[What you have to do]: Swap "litter bin" for "trash can" in everything from the start of the lines below down through the line containing "point(669, 844)", and reproduce only those lines with nothing else altered.

[Exercise data]:
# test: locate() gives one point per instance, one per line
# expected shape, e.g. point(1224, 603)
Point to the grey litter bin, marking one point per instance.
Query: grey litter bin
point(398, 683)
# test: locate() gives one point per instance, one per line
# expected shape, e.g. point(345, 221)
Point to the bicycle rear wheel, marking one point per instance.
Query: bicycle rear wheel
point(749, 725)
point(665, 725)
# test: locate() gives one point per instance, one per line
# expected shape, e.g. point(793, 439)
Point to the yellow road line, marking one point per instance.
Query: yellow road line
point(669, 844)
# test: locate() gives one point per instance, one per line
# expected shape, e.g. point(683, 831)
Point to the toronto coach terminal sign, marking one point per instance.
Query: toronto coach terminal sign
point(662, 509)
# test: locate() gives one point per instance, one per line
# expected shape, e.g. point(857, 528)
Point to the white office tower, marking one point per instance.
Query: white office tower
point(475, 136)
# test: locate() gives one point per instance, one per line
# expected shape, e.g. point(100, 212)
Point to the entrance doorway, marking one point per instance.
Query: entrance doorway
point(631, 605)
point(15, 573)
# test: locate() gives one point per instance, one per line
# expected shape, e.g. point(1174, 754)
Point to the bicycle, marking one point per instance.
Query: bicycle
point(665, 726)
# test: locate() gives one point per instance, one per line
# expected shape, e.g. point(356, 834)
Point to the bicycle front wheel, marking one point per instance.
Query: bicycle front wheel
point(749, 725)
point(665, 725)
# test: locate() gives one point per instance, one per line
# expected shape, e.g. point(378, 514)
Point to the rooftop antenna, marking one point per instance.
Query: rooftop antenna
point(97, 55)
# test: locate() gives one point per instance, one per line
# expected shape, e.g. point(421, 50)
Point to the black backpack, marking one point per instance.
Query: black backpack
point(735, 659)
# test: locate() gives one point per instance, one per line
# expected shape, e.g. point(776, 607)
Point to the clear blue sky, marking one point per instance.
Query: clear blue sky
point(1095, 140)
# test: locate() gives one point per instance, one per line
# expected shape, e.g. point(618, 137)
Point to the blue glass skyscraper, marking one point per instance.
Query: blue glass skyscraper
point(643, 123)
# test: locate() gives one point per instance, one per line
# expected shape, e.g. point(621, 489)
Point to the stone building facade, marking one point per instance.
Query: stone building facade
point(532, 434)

[Response to this task]:
# test: locate() gives one point per instance, one per line
# expected shape, e.g. point(1224, 603)
Point to the grey trash can, marking one point per instance.
Query: grey trash can
point(398, 683)
# test: locate() gives one point per instance, one per line
# expected shape, e.g. point(345, 221)
Point to the bicycle rear wheel, marking one point per instance.
Query: bicycle rear wheel
point(749, 725)
point(665, 725)
# test: locate() gives one point per instance, one per line
# expected shape, e.g. point(793, 439)
Point to the yellow road line, marking one point per instance.
Query: yellow road line
point(669, 844)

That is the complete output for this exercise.